> **Information**
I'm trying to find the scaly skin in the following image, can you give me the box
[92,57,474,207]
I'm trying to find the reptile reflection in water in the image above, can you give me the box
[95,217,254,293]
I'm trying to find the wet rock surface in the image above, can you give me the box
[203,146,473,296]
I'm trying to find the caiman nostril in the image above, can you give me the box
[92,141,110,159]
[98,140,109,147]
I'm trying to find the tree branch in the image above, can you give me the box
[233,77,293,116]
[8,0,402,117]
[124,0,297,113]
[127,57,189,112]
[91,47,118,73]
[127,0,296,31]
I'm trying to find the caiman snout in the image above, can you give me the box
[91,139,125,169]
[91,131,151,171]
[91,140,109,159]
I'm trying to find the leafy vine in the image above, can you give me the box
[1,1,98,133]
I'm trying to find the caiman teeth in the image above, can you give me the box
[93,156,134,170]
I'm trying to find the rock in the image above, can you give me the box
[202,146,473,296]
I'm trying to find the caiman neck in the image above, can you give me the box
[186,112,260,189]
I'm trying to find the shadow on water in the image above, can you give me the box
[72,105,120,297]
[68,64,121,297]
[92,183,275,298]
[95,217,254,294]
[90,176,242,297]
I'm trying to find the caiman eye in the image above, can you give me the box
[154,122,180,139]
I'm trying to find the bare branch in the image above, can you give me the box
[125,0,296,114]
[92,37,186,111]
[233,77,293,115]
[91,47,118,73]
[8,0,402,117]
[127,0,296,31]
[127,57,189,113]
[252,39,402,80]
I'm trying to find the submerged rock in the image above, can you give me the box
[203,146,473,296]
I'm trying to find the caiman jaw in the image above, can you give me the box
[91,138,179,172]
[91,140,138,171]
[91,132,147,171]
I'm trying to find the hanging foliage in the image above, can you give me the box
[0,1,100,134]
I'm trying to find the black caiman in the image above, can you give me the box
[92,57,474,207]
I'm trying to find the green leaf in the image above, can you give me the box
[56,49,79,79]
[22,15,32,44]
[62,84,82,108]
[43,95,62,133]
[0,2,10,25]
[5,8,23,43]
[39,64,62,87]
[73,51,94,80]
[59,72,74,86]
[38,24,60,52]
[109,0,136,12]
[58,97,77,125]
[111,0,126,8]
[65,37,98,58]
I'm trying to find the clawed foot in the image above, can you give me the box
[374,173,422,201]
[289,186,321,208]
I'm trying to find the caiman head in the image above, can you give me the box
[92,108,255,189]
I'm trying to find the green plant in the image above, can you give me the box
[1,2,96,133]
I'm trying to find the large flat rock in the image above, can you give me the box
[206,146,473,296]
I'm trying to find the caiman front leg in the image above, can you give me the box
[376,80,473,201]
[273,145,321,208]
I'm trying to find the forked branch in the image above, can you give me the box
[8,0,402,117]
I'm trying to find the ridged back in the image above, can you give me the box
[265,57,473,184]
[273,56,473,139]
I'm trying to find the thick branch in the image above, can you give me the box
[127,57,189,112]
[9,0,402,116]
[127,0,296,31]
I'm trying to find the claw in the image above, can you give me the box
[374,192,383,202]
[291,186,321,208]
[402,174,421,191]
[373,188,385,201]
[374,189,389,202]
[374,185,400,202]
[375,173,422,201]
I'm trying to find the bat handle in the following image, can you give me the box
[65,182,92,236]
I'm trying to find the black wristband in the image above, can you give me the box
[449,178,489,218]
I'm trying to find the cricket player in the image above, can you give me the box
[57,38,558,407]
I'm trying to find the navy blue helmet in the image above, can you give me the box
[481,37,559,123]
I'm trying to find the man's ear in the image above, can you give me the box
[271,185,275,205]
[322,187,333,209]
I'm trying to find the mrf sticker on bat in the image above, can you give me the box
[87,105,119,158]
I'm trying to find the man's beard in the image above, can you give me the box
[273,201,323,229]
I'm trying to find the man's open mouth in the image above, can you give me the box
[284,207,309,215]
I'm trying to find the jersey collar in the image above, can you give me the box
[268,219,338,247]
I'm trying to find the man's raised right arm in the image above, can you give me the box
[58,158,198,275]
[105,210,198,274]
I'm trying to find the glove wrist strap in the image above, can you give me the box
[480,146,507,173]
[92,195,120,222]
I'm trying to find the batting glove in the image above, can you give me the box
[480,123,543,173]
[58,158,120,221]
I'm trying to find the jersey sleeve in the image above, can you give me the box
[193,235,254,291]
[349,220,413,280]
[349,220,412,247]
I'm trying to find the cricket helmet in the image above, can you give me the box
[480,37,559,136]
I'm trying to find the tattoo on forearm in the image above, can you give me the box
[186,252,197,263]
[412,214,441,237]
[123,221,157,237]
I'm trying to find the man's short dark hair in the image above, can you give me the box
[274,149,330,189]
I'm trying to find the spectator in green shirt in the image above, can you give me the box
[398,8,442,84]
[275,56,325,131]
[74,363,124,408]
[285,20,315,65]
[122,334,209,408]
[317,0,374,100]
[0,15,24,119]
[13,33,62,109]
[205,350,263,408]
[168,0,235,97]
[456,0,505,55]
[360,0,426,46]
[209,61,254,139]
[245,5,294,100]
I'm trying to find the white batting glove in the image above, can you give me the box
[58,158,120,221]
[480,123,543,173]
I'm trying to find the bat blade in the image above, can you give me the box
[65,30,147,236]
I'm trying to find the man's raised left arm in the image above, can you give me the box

> **Instructions for the task**
Exact copy required. Retype all of the entries word for word.

> **Answer for the task**
I'm trying to find the scaly skin in the following image, can you give me the box
[92,57,474,207]
I'm trying to find the reptile reflection in water in the image above, can you give me the box
[95,217,254,293]
I'm trying to find the wet rock surface in the image above, can you give me the box
[203,146,473,296]
I'm trying to find the caiman nostril in the image above, can you give me the box
[92,141,110,159]
[98,140,109,147]
I'm trying to find the tree branch in the image above, can you give me the box
[233,77,293,116]
[8,0,402,117]
[124,0,297,113]
[127,57,189,112]
[91,47,118,73]
[127,0,296,31]
I'm trying to find the caiman snout in the image above, can you give me the box
[91,139,125,169]
[91,131,151,171]
[91,140,109,159]
I'm trying to find the leafy vine in the image above, can you give me the box
[1,1,98,133]
I'm trying to find the caiman teeth in the image above, can you give me the box
[93,156,134,170]
I'm trying to find the rock in the image above, can you give me the box
[202,146,473,296]
I'm trying to find the caiman neck in the image above, can you give me the box
[186,112,260,189]
I'm trying to find the shadow on water in the image above, can you give me the box
[72,105,120,297]
[68,64,121,297]
[92,183,275,298]
[95,217,254,294]
[90,176,242,297]
I'm trying to find the caiman eye in the image above, can you give me the box
[154,122,180,139]
I'm trying to find the bare branch in the image above, can you give me the box
[125,0,296,114]
[92,37,186,111]
[233,77,293,115]
[91,47,118,73]
[8,0,402,117]
[127,0,296,31]
[127,57,189,113]
[252,39,402,80]
I'm trying to find the submerged rock in the image above, can you give me the box
[203,146,473,296]
I'm trying to find the caiman jaw in the image above, can you give me the box
[91,138,179,172]
[91,140,138,171]
[91,132,147,171]
I'm trying to find the hanging foliage in the image above, can you give me the box
[0,1,100,134]
I'm trying to find the black caiman in the image above, can you give me the box
[92,57,474,207]
I'm trying to find the green leaf in the image above, can you give me the box
[56,49,79,79]
[22,15,32,44]
[62,84,82,108]
[43,95,62,133]
[0,2,10,25]
[5,8,23,43]
[39,64,62,87]
[73,51,94,80]
[59,72,74,86]
[38,24,60,52]
[109,0,136,12]
[58,97,77,125]
[111,0,126,8]
[65,37,98,58]
I'm trying to find the clawed foot in the image above, can you give me the box
[374,173,422,201]
[289,186,321,208]
I'm trying to find the caiman head in the image above, can you give me the box
[92,108,255,189]
I'm trying to find the green plant in the image above, can you give me the box
[1,2,96,133]
I'm trying to find the large flat rock in the image above, can you give me the box
[206,146,473,296]
I'm trying to find the caiman front leg in the image above, can you give me the box
[376,80,473,201]
[273,145,321,208]
I'm trying to find the forked branch in the image above, can you give me the box
[8,0,402,117]
I'm trying to find the ridged back in the image above, can you give me the box
[265,57,473,184]
[273,56,473,139]
I'm trying to find the thick branch in the image above, can you give me the box
[127,57,189,112]
[9,0,402,116]
[127,0,296,31]
I'm trying to find the claw in the image above, can you give me the box
[374,192,383,202]
[291,186,321,208]
[402,174,421,191]
[373,188,385,201]
[374,189,389,202]
[374,185,400,202]
[375,173,422,201]
I'm trying to find the bat handle in the following image, can you give me the box
[65,182,92,236]
I'm trying to find the black wristband in the image above, can you give me the box
[449,178,489,218]
I'm trying to find the cricket player in the image above, can you give me the box
[57,38,558,407]
I'm trying to find the navy blue helmet in the image above, can you give me the box
[481,37,559,123]
I'm trying to find the man's ear in the image above, can you give me the box
[271,185,275,205]
[322,187,333,209]
I'm trying to find the mrf sticker on bat in the image above, can you give me the box
[87,105,119,158]
I'm trying to find the man's beard in the image above, can you give me the box
[273,201,323,229]
I'm trying to find the man's open mouth in the image above, can you give me the box
[284,207,309,215]
I'm trying to find the jersey collar in the image above, can you give me the box
[268,219,338,247]
I'm trying to find the man's raised right arm in the image above, can you give me the box
[58,158,198,275]
[105,210,198,274]
I'm trying to find the glove wrist strap in the image above, can you give me the box
[480,146,507,173]
[92,195,120,222]
I'm trying to find the batting glove in the image above, can you give me the box
[480,123,543,173]
[58,158,120,221]
I'm trying to find the jersey sleeve in the image above, can you give me the box
[193,235,254,291]
[349,220,413,280]
[349,220,412,247]
I'm trying to find the cricket helmet in the image above, can you give me the box
[480,37,559,136]
I'm trying to find the tattoo on forearm in the image above, can you give me the box
[186,252,197,263]
[412,214,441,237]
[123,221,157,237]
I'm trying to find the man's short dark hair in the image above, can you give me the box
[274,149,330,189]
I'm trying to find the spectator in green shirt in the image above, can you give me the box
[398,8,442,84]
[275,56,325,131]
[74,363,124,408]
[285,20,315,65]
[122,334,209,408]
[317,0,374,100]
[0,15,24,119]
[13,33,62,109]
[205,350,263,408]
[168,0,235,97]
[456,0,505,55]
[360,0,426,46]
[209,61,254,139]
[245,5,294,100]
I'm trying to find the white batting glove in the image above, can you give me the box
[58,158,120,221]
[480,123,543,173]
I'm trying to find the bat blade in the image above, can you give me the box
[65,30,147,236]
I'm trying to find the man's raised left arm in the image above, can you give me the box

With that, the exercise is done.